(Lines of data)
⟨

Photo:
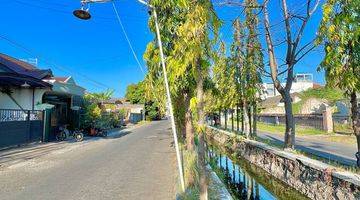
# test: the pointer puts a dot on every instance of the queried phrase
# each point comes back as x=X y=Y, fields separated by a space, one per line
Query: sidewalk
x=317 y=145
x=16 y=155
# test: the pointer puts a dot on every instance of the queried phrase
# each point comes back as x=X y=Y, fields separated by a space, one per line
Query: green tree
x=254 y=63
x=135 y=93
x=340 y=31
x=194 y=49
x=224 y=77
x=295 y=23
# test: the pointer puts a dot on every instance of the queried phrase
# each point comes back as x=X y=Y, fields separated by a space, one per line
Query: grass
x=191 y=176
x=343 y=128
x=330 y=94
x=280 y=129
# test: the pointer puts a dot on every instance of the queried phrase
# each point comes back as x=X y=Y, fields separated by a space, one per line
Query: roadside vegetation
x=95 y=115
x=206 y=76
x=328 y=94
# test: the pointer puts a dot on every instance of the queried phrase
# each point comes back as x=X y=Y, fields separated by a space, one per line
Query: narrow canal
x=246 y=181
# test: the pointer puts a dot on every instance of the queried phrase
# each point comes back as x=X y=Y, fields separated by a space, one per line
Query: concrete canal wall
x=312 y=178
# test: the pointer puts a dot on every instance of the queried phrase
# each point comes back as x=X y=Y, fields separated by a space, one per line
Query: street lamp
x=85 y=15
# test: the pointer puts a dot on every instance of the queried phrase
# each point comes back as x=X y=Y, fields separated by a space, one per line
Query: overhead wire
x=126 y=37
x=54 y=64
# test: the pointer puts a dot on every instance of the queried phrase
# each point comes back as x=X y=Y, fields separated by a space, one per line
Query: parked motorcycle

⟩

Written exercise: Rescale the listing above by writing out all of its lines again, including the comment lines and the phrases to be located, with every x and y coordinate in the answers multiplied by 0.2 and rounded to the nearest whole number, halves rounded up. Leave the pictures out of your answer.

Exercise answer:
Photo:
# test: the pointer puts a dot on every instance of the queried phrase
# each point comes back as x=X y=Y, fields separated by a space, one per line
Query: sidewalk
x=63 y=29
x=3 y=31
# test: the pointer puts a dot on every instance of the queried phrase
# each point comes back as x=X y=Y, fields separated by a space, one per line
Query: green tree
x=51 y=13
x=27 y=19
x=68 y=6
x=39 y=10
x=45 y=15
x=59 y=5
# test: the pointer puts a dot on every instance of the queried phrase
# each point comes back as x=X y=Y, fields separated by a space, one per line
Query: grass
x=38 y=35
x=69 y=26
x=66 y=19
x=56 y=26
# test: the pointer puts a dot on every instance of the queried phrase
# each point comes back as x=X y=Y, fields separated by a space, one per line
Query: roadside vegetation
x=19 y=23
x=41 y=15
x=66 y=19
# test: the pointer puts a dot on every instance of the queried phrase
# each point comes back as x=X y=Y, fields separated by a space, one per line
Query: narrow canal
x=49 y=36
# test: the pointer puts a dot on every instance of the queried phrase
# each point comes back as x=X y=Y, fields separated by a space, one per line
Query: concrete canal wall
x=62 y=36
# test: the pointer puts a dot on every instance of the queried phrase
# each point comes back as x=X y=Y, fields separated by a space, one per line
Query: street lamp
x=17 y=3
# test: the pointer puts a dot on every instance of the queried phrase
# each point comes back as x=X y=Y, fields separated by a space, one per line
Query: overhead wire
x=25 y=7
x=11 y=13
# test: the pointer puts a dot on every instance of the queried phrase
# each point comes back as x=X y=Y, fields separated by a space, one per line
Query: parked motorcycle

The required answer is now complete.